• QUOTED TEXT:
+++

Given its inputs from previous layer, each unit computes affine transformation \(z = W^Tx + b\) and then apply an activation function \(g(z)\) such as ReLU element-wise. During the process, we’ll store (cache) all variables computed and used on each layer to be used in back-propagation. We’ll write first two helper functions that will be used in the L-model forward propagation to make it easier to debug. Keep in mind that on each layer, we may have different activation function.

Code

# Define helper functions that will be used in L-model forward prop
def linear_forward(A_prev, W, b):
    """
    Computes affine transformation of the input.

    Arguments
    ---------
    A_prev : 2d-array
        activations output from previous layer.
    W : 2d-array
        weight matrix, shape: size of current layer x size of previuos layer.
    b : 2d-array
        bias vector, shape: size of current layer x 1.

    Returns
    -------
    Z : 2d-array
        affine transformation output.

+++

• MATERIAL PROVIDED:
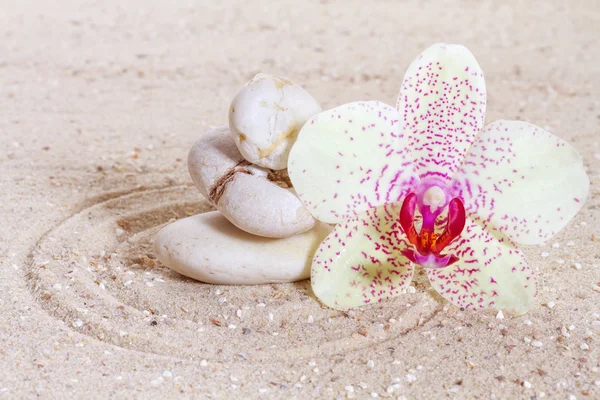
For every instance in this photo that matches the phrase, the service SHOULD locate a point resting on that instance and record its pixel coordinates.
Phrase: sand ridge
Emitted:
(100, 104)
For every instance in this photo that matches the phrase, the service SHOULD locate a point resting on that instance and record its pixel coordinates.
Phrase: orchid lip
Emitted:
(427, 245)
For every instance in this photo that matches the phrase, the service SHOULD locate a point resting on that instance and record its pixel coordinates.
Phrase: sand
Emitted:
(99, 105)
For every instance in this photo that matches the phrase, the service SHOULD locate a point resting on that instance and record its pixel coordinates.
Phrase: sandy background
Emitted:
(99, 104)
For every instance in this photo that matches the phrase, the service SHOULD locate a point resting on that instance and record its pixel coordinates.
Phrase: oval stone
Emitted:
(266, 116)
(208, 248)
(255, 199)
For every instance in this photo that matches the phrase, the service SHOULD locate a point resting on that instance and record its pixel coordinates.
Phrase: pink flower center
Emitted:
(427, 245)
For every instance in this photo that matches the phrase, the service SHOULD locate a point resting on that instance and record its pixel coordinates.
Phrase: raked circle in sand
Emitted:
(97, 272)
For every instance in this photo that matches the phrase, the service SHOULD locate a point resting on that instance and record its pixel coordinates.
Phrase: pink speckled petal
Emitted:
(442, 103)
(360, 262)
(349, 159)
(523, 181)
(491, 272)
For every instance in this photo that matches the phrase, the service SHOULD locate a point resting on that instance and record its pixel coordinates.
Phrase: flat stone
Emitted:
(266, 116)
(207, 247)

+++

• YOUR GOAL:
Can you transcribe the whole forward-propagation excerpt above, word for word, including its code?

• EXPECTED ANSWER:
Given its inputs from previous layer, each unit computes affine transformation \(z = W^Tx + b\) and then apply an activation function \(g(z)\) such as ReLU element-wise. During the process, we’ll store (cache) all variables computed and used on each layer to be used in back-propagation. We’ll write first two helper functions that will be used in the L-model forward propagation to make it easier to debug. Keep in mind that on each layer, we may have different activation function.

Code

# Define helper functions that will be used in L-model forward prop
def linear_forward(A_prev, W, b):
    """
    Computes affine transformation of the input.

    Arguments
    ---------
    A_prev : 2d-array
        activations output from previous layer.
    W : 2d-array
        weight matrix, shape: size of current layer x size of previuos layer.
    b : 2d-array
        bias vector, shape: size of current layer x 1.

    Returns
    -------
    Z : 2d-array
        affine transformation output.